• TASK OBJECTIVE
Return each entry below without any alteration.

====== INFORMATION GIVEN ======

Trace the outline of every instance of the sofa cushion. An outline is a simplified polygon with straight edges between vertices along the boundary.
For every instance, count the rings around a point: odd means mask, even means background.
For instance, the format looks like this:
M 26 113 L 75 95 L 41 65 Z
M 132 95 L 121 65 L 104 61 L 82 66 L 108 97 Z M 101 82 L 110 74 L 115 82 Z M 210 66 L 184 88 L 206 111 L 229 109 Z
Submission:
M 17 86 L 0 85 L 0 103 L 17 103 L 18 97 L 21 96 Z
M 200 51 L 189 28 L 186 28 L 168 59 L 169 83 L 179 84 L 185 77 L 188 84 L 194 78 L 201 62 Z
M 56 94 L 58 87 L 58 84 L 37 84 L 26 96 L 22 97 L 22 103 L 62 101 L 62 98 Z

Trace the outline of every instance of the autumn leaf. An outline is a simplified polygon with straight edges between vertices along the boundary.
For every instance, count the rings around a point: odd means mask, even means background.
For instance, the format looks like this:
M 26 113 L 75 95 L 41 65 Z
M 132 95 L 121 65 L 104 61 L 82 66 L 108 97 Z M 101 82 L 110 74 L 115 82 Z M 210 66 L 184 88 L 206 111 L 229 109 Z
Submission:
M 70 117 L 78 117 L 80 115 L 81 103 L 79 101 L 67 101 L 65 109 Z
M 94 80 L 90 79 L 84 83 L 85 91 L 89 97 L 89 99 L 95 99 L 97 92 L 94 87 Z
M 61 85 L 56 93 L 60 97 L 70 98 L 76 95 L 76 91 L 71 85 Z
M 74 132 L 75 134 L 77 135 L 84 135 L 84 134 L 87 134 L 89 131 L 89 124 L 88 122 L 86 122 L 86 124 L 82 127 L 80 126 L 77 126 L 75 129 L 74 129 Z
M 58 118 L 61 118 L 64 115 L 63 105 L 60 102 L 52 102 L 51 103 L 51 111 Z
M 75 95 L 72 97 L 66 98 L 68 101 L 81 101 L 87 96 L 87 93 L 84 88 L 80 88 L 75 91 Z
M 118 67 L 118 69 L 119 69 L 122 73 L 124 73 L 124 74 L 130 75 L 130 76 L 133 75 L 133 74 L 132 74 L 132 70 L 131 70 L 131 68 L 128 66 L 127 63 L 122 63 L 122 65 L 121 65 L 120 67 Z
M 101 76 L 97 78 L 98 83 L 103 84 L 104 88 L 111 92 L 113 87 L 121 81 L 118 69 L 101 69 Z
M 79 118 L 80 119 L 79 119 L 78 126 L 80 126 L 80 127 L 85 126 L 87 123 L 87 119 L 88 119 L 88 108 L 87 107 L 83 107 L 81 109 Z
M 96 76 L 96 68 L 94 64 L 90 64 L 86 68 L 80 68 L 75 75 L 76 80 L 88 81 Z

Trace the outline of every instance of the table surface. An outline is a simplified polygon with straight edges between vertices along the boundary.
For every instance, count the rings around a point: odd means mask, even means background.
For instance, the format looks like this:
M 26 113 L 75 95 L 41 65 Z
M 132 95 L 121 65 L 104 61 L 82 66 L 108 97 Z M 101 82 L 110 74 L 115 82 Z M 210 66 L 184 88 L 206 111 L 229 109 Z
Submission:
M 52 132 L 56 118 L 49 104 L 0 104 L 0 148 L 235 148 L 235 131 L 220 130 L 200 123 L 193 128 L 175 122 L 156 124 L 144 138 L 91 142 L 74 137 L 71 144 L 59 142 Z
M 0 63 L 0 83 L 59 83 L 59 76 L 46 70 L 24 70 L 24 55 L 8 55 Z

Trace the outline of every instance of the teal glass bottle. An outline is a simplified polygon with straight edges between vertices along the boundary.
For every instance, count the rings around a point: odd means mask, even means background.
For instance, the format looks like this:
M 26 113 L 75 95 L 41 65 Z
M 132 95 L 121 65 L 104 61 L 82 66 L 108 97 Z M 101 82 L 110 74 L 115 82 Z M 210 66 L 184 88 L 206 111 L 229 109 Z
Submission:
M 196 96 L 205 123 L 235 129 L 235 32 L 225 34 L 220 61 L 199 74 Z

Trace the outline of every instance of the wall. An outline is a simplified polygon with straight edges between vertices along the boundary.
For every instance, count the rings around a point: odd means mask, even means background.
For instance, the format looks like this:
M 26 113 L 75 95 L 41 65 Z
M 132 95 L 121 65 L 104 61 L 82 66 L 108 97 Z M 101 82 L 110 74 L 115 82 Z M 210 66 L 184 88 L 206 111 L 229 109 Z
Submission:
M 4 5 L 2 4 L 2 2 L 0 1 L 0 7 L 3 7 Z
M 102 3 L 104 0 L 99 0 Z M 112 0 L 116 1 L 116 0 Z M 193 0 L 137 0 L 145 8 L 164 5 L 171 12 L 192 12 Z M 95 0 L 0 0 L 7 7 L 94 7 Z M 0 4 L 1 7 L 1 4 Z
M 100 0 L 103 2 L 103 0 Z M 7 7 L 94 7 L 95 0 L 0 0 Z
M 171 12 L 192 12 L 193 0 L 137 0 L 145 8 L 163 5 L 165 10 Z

======

• RESPONSE TO THE TASK
Trace the outline of every instance of the sofa cushion. An outline is a simplified polygon with straight edges between vertices along the boundary.
For every instance, count the rings around a point: odd means mask, even means background.
For instance, the format looks like this:
M 26 113 L 75 95 L 41 65 Z
M 132 95 L 121 65 L 104 61 L 82 66 L 108 97 Z M 101 82 L 110 74 L 115 82 Z M 210 66 L 184 88 L 206 111 L 229 109 Z
Submission:
M 17 86 L 0 85 L 0 103 L 17 103 L 18 97 L 21 96 Z
M 200 51 L 189 28 L 186 28 L 168 59 L 169 83 L 179 84 L 185 77 L 188 84 L 194 78 L 201 62 Z
M 56 94 L 58 87 L 58 84 L 37 84 L 26 96 L 22 97 L 22 103 L 62 101 L 62 98 Z

Trace the outline of every instance of the autumn leaf. An outline is a simplified polygon with straight edges between vertices along the boundary.
For every instance, count the rings around a point: odd means mask, even means background.
For instance, the format looks like this:
M 26 113 L 75 95 L 41 65 Z
M 132 95 L 121 65 L 104 61 L 82 66 L 108 97 Z M 101 82 L 110 74 L 115 82 Z M 210 66 L 184 88 L 206 111 L 229 109 Z
Submission:
M 70 117 L 78 117 L 80 115 L 81 103 L 79 101 L 67 101 L 65 109 Z
M 94 80 L 90 79 L 84 83 L 85 91 L 89 97 L 89 99 L 95 99 L 97 92 L 94 87 Z
M 61 85 L 56 93 L 60 97 L 70 98 L 76 95 L 76 91 L 71 85 Z
M 74 132 L 75 134 L 77 135 L 84 135 L 84 134 L 87 134 L 89 131 L 89 124 L 88 122 L 86 122 L 86 124 L 82 127 L 80 126 L 77 126 L 75 129 L 74 129 Z
M 58 118 L 61 118 L 64 115 L 63 105 L 60 102 L 52 102 L 51 103 L 51 111 Z
M 75 95 L 72 97 L 66 98 L 68 101 L 81 101 L 87 96 L 87 93 L 84 88 L 80 88 L 75 91 Z
M 118 67 L 118 69 L 119 69 L 122 73 L 124 73 L 124 74 L 130 75 L 130 76 L 133 75 L 133 74 L 132 74 L 132 70 L 131 70 L 131 68 L 128 66 L 127 63 L 122 63 L 122 65 L 121 65 L 120 67 Z
M 101 76 L 97 78 L 98 83 L 103 84 L 104 88 L 111 92 L 113 87 L 121 81 L 118 69 L 101 69 Z
M 79 118 L 80 119 L 79 119 L 78 126 L 80 126 L 80 127 L 85 126 L 87 123 L 87 119 L 88 119 L 88 108 L 87 107 L 83 107 L 81 109 Z
M 96 76 L 96 68 L 94 64 L 90 64 L 86 68 L 80 68 L 75 75 L 76 80 L 88 81 Z

Trace the outline of every instance of the table surface. An outline is a simplified polygon with straight edges between vertices along the boundary.
For every instance, count the rings around a point: odd means mask, even means background.
For instance, the format looks like this:
M 26 113 L 75 95 L 41 65 Z
M 132 95 L 121 65 L 104 61 L 82 66 L 108 97 Z M 101 82 L 110 74 L 115 82 Z M 210 66 L 184 88 L 206 111 L 229 109 Z
Submission:
M 52 132 L 56 118 L 49 104 L 0 104 L 0 148 L 235 148 L 235 131 L 220 130 L 200 123 L 193 128 L 175 122 L 156 124 L 144 138 L 91 142 L 74 137 L 71 144 L 59 142 Z
M 0 63 L 0 83 L 59 83 L 59 76 L 46 70 L 24 70 L 24 55 L 8 55 Z

Trace the outline of every instance of the teal glass bottle. An outline is a simplified polygon with straight edges between vertices along the boundary.
For every instance, count the rings around a point: odd means mask, even means background.
For instance, the format looks like this:
M 26 113 L 75 95 L 41 65 Z
M 132 95 L 121 65 L 104 61 L 82 66 L 108 97 Z M 101 82 L 110 74 L 115 82 Z M 210 66 L 184 88 L 206 111 L 229 109 Z
Submission:
M 196 96 L 205 123 L 235 129 L 235 32 L 225 34 L 220 61 L 199 74 Z

Trace the outline of every instance of the wall. An outline is a simplified polygon with straight edges between vertices along the boundary.
For every instance, count the rings around a point: odd means mask, even means background.
For instance, the format looks like this:
M 26 113 L 75 95 L 41 65 Z
M 132 95 L 121 65 L 104 61 L 82 66 L 108 97 Z M 101 82 L 110 74 L 115 82 Z M 210 66 L 184 88 L 206 111 L 229 109 Z
Submission:
M 4 5 L 2 4 L 2 2 L 0 1 L 0 7 L 3 7 Z
M 102 3 L 104 0 L 99 0 Z M 112 0 L 116 1 L 116 0 Z M 193 0 L 137 0 L 145 8 L 164 5 L 171 12 L 192 12 Z M 95 0 L 0 0 L 7 7 L 94 7 Z M 0 4 L 1 7 L 1 4 Z
M 100 0 L 103 2 L 103 0 Z M 7 7 L 94 7 L 95 0 L 0 0 Z
M 171 12 L 192 12 L 193 0 L 137 0 L 145 8 L 163 5 L 165 10 Z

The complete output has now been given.